───── RECORD EXTRACTS ─────

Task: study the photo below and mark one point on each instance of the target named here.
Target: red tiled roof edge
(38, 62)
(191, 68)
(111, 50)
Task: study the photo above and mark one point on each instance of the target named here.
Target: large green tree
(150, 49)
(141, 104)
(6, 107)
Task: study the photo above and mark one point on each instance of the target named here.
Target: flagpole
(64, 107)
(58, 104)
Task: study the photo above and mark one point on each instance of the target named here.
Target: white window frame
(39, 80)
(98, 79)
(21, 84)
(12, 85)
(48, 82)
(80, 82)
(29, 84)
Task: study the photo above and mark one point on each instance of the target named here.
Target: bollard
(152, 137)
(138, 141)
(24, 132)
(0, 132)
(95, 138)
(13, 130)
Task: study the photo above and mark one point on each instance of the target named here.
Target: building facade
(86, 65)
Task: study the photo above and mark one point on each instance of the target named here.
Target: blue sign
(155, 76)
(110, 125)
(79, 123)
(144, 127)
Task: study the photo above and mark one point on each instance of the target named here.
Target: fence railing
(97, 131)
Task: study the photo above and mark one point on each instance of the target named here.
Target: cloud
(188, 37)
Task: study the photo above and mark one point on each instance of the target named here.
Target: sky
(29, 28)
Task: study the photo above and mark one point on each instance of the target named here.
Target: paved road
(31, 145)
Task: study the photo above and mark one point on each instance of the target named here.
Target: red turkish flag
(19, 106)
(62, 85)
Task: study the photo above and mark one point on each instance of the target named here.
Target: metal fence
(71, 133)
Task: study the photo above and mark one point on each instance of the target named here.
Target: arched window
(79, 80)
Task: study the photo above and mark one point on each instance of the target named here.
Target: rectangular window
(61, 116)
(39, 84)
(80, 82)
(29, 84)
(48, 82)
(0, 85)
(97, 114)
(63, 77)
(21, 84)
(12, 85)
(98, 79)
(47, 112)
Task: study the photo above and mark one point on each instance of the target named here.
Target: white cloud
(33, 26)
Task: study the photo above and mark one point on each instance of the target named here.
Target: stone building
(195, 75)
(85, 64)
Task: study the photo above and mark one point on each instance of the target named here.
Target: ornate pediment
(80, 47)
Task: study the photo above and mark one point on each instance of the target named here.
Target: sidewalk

─────

- **YOUR OBJECTIVE**
An exact repetition of all the entries is required.

- **SOLUTION FOR THIS TASK**
Task: study the photo below and mark one point on each instance of the target named here.
Target: red tiled roof edge
(38, 62)
(191, 68)
(111, 50)
Task: study the photo above and mark one point on each instance of the target named here.
Target: large green tree
(150, 49)
(141, 104)
(6, 107)
Task: study the photo above and mark one point on each instance of the target named here.
Target: flagpole
(64, 107)
(58, 104)
Task: study the photo above and mark one point on each instance of the target named here.
Target: white window frame
(39, 80)
(98, 79)
(21, 84)
(12, 85)
(48, 82)
(80, 82)
(29, 84)
Task: study the photo above and mark one point on each instance of the target named here.
Target: bollard
(152, 137)
(138, 141)
(24, 132)
(0, 132)
(95, 138)
(13, 130)
Task: study the photo above and mark one point on each instance of the target named here.
Target: building facade
(86, 65)
Task: study the photo above and mark one point on each instance of the target named here.
Target: blue sign
(155, 76)
(110, 125)
(79, 123)
(144, 127)
Task: study the photo above and mark one point on each instance of the target named here.
Target: fence railing
(97, 131)
Task: study the photo above and mark one point on each instance of the target named here.
Target: cloud
(188, 37)
Task: study the photo above and mark one point on each instance of the target named here.
Target: sky
(29, 28)
Task: study the photo above and mark one point on each instance of the target named here.
Target: paved road
(31, 145)
Task: study the photo above and mark one point on each instance of the target named here.
Target: red turkish flag
(19, 106)
(62, 85)
Task: study the photo above and mark one point on each instance of the target named here.
Target: metal fence
(71, 133)
Task: study the photo above and mark one point on each instance of the target named here.
Target: arched window
(79, 80)
Task: study the photo above and mark one point on each instance of the target named here.
Target: rectangular window
(61, 116)
(39, 84)
(80, 82)
(29, 84)
(48, 82)
(0, 85)
(97, 114)
(63, 77)
(21, 84)
(12, 85)
(98, 79)
(47, 112)
Task: study the photo above and mark one point on each instance of the target named here.
Target: white cloud
(33, 26)
Task: study the photo above and mark one point on each instance of the target named here.
Target: stone building
(195, 75)
(85, 64)
Task: study the photo above and mark one point on each instance of the target named here.
Target: ornate pediment
(80, 47)
Task: study the photo above and mark one point on each instance of the target named here.
Target: sidewalk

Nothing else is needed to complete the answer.